### PAGE TEXT
- - - -
One of my childhood memories that sticks out with my dad’s alcoholism is when we were little (I was around 5 and the oldest around 15) he took us to a “club/bar” that had a playground outside. My siblings and I were to play at the playground while he went inside to hang out with friends and drink. I don’t remember how long he stayed in there but when it was time to leave (and my turn to sit in the front seat) my oldest sibling told me I had to sit in the back seat because dad was too drunk. He drove us back to his place drunk but my memory is not being able to sit in the front seat like a big girl. I look back now and thank God he never hurt someone physically with his drunk driving. It hurts me knowing he thought so much of the alcohol and not his kids. Later when we needed him he was there though.
- - - -
### DATASET EXTRACT
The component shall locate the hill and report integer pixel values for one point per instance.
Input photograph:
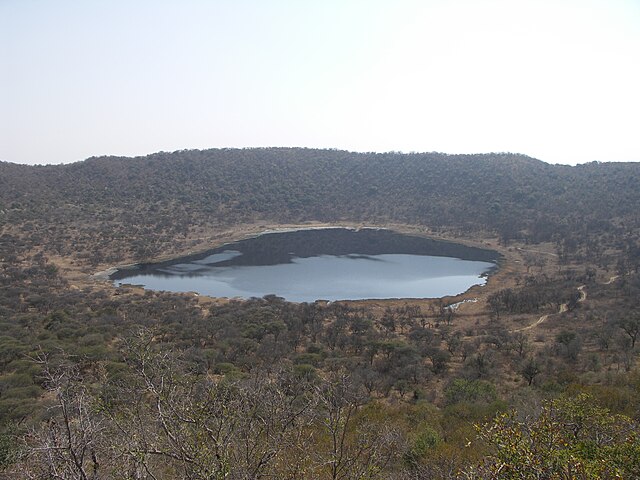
(168, 196)
(534, 375)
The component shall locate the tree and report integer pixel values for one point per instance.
(631, 326)
(530, 370)
(571, 438)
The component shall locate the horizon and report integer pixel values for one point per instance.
(555, 81)
(390, 152)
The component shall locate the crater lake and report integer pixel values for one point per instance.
(322, 264)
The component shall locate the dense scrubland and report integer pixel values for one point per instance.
(536, 379)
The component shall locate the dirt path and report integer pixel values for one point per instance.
(563, 308)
- - - -
### ABOUT THIS TASK
Copy out the full account of the father's drunk driving word for word, from start to end.

### WRITTEN SOLUTION
One of my childhood memories that sticks out with my dad’s alcoholism is when we were little (I was around 5 and the oldest around 15) he took us to a “club/bar” that had a playground outside. My siblings and I were to play at the playground while he went inside to hang out with friends and drink. I don’t remember how long he stayed in there but when it was time to leave (and my turn to sit in the front seat) my oldest sibling told me I had to sit in the back seat because dad was too drunk. He drove us back to his place drunk but my memory is not being able to sit in the front seat like a big girl. I look back now and thank God he never hurt someone physically with his drunk driving. It hurts me knowing he thought so much of the alcohol and not his kids. Later when we needed him he was there though.